Data for this exercise:
------------
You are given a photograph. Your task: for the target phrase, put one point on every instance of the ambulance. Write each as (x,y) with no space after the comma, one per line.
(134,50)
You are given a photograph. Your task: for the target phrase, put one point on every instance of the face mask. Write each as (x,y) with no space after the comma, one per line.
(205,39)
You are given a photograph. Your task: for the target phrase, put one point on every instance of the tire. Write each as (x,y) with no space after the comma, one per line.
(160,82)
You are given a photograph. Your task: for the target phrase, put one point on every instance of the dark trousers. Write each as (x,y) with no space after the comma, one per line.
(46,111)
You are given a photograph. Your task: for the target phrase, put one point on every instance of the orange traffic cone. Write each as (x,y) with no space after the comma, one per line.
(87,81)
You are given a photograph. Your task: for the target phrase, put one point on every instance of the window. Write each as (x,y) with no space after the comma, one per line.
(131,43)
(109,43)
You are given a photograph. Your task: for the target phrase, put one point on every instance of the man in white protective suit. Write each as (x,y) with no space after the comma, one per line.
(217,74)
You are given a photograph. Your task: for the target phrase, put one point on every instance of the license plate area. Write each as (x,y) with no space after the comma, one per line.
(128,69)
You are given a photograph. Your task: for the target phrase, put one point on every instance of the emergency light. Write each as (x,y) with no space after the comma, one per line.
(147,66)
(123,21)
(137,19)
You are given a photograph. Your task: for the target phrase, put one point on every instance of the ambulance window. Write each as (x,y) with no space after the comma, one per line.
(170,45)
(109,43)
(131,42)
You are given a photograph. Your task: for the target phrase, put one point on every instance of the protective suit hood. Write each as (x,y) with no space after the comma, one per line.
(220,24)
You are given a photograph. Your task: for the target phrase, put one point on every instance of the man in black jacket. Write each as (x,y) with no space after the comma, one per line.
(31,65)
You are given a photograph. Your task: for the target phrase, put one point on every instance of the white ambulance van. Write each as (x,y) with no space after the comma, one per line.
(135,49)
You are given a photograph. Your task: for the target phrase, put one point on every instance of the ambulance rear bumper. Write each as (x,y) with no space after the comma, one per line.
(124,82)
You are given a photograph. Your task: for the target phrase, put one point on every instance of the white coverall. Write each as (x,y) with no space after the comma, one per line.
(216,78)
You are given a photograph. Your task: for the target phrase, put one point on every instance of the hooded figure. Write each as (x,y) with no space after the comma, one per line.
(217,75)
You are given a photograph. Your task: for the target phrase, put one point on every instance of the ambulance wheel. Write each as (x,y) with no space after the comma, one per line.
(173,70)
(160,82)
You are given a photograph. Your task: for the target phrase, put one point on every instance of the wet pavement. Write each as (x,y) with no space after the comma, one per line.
------------
Set task:
Copy out every line of the listing from the line containing "of the hooded" down to the listing's final line, both included, reproducing each one without any change.

Complete output:
You are given a photograph. Your task: for the target phrase, put one point on every instance of the hooded figure. Write each as (x,y) with no space after the comma, one per line.
(217,75)
You are given a photograph. Your task: for the target phrase, put one point on every instance of the ambulance wheel. Write each as (x,y) with no space after the comma, one per line.
(173,70)
(160,82)
You are given a photograph. Your task: for the target phrase, put one point on every instance of the wet pavement. Write each as (x,y) with no space after the comma, one per line.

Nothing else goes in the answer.